◆ **Activity**
Restate the following records word for word without images.

*** Opening of Exercise data ***

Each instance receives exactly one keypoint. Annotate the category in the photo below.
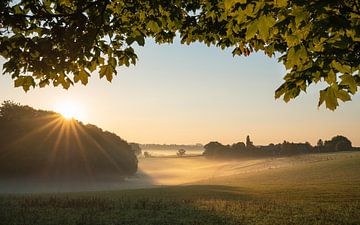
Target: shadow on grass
(172, 205)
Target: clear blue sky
(196, 94)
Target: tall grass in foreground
(320, 192)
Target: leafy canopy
(61, 42)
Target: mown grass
(317, 192)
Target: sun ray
(100, 148)
(30, 134)
(74, 127)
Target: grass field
(311, 189)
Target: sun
(70, 110)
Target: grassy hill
(37, 143)
(312, 189)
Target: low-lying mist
(162, 171)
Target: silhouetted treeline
(218, 150)
(42, 143)
(171, 147)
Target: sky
(180, 94)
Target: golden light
(70, 110)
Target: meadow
(309, 189)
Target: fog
(157, 172)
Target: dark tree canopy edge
(43, 144)
(61, 42)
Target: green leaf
(106, 70)
(153, 26)
(280, 3)
(330, 97)
(251, 30)
(331, 78)
(349, 81)
(343, 96)
(84, 76)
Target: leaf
(340, 67)
(330, 98)
(343, 95)
(349, 81)
(280, 3)
(106, 70)
(251, 30)
(19, 82)
(153, 26)
(331, 77)
(84, 76)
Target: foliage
(62, 42)
(42, 143)
(136, 148)
(181, 152)
(217, 150)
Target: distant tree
(338, 143)
(240, 146)
(181, 152)
(249, 143)
(29, 138)
(320, 143)
(147, 154)
(136, 148)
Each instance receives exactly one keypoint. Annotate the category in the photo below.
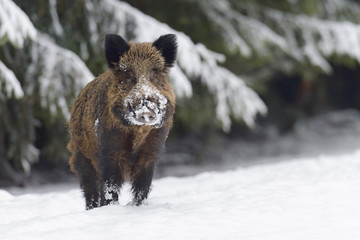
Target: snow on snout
(141, 94)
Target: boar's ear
(115, 46)
(167, 45)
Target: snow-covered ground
(304, 198)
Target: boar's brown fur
(108, 146)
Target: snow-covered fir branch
(10, 82)
(194, 61)
(15, 25)
(57, 73)
(251, 28)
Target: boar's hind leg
(141, 184)
(88, 181)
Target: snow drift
(307, 198)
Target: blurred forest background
(244, 67)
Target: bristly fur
(106, 148)
(115, 47)
(167, 45)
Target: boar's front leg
(143, 169)
(88, 180)
(141, 184)
(111, 178)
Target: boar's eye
(130, 74)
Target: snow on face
(142, 92)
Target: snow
(302, 198)
(143, 91)
(54, 70)
(55, 18)
(15, 25)
(12, 84)
(194, 61)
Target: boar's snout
(146, 105)
(146, 115)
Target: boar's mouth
(145, 112)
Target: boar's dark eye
(130, 74)
(155, 74)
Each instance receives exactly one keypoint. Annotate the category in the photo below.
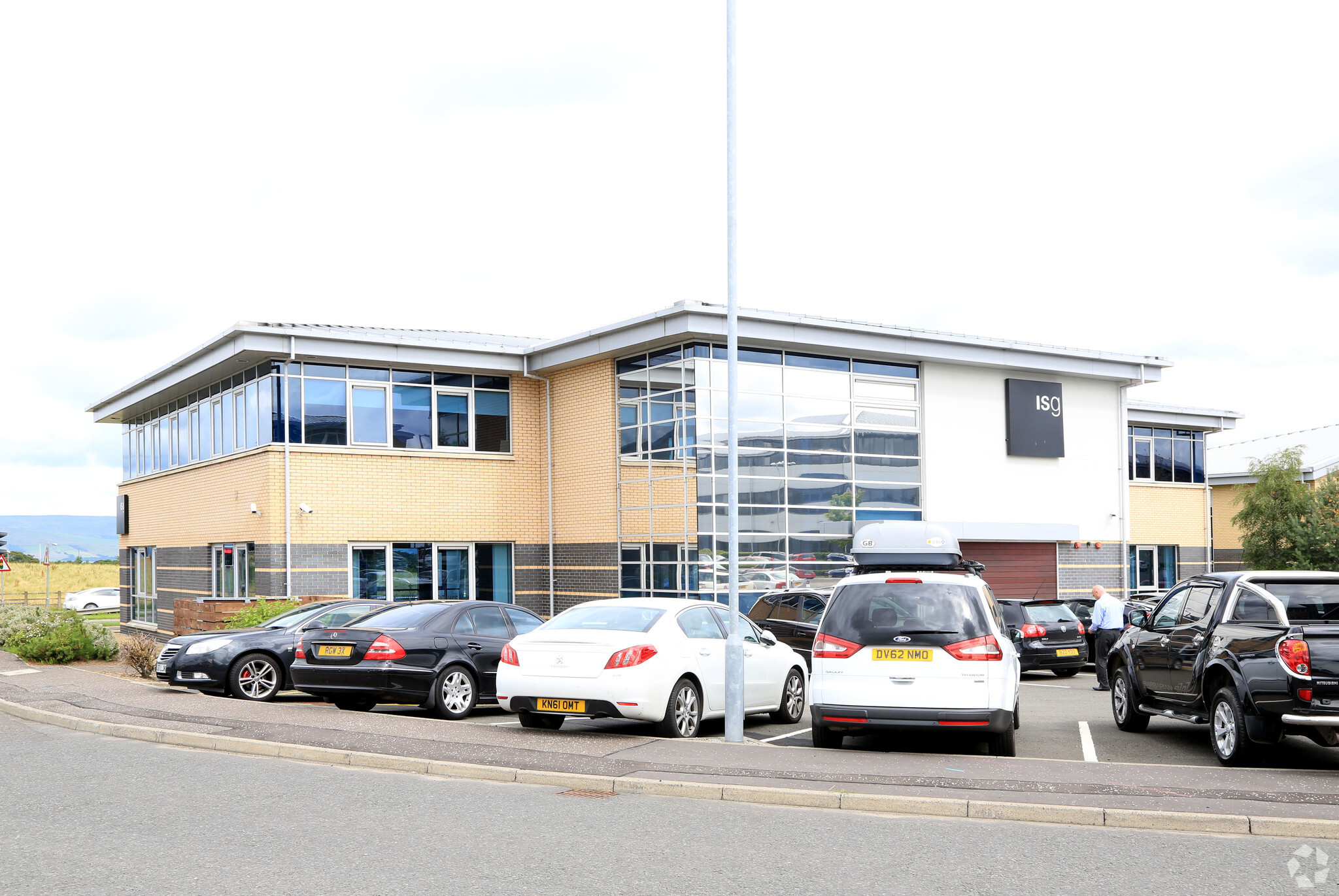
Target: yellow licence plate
(549, 705)
(913, 654)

*** Close of Exercise data ***

◆ **Your response**
Each instance receives exactly one keypoint. Annotate the category in the photo below.
Target: shadow on grass
(172, 205)
Target: clear blue sky
(196, 94)
Target: tall grass in foreground
(320, 192)
Target: leafy canopy
(61, 42)
Target: mown grass
(317, 192)
Target: sun ray
(100, 148)
(30, 134)
(74, 127)
Target: grass field
(311, 189)
Target: sun
(70, 110)
Target: grassy hill
(37, 143)
(312, 189)
Target: low-lying mist
(162, 171)
Target: silhouetted treeline
(218, 150)
(42, 143)
(171, 147)
Target: sky
(180, 94)
Target: golden light
(70, 110)
Target: meadow
(309, 189)
Target: fog
(157, 172)
Target: dark tree canopy edge
(43, 144)
(61, 42)
Target: green leaf
(106, 70)
(153, 26)
(280, 3)
(330, 97)
(251, 30)
(331, 78)
(349, 81)
(343, 96)
(84, 76)
Target: leaf
(340, 67)
(330, 98)
(343, 95)
(349, 81)
(280, 3)
(106, 70)
(251, 30)
(19, 82)
(153, 26)
(331, 77)
(84, 76)
Target: foliage
(62, 42)
(42, 143)
(136, 148)
(181, 152)
(217, 150)
Target: distant tree
(338, 143)
(240, 146)
(181, 152)
(249, 143)
(29, 138)
(320, 143)
(147, 154)
(136, 148)
Each instance receives exactly one keypoint. Annotate the category in the photo below.
Target: snow on snout
(141, 94)
Target: boar's ear
(115, 46)
(167, 45)
Target: snow-covered ground
(304, 198)
Target: boar's brown fur
(108, 146)
Target: snow-covered fir branch
(10, 82)
(194, 61)
(15, 25)
(57, 73)
(251, 28)
Target: boar's hind leg
(141, 184)
(88, 181)
Target: snow drift
(307, 198)
Target: blurred forest background
(244, 67)
Target: bristly fur
(106, 148)
(115, 47)
(167, 45)
Target: boar's front leg
(143, 169)
(88, 180)
(141, 184)
(111, 178)
Target: boar's eye
(130, 74)
Target: snow on face
(142, 92)
Target: snow
(302, 198)
(143, 91)
(54, 70)
(55, 18)
(15, 25)
(12, 84)
(194, 61)
Target: boar's snout
(146, 105)
(146, 115)
Target: boar's mouth
(145, 112)
Target: boar's dark eye
(130, 74)
(155, 74)
Each instance receives exactly one keypoint. Annotate the category in the photo below.
Target: yellow licence plate
(549, 705)
(913, 654)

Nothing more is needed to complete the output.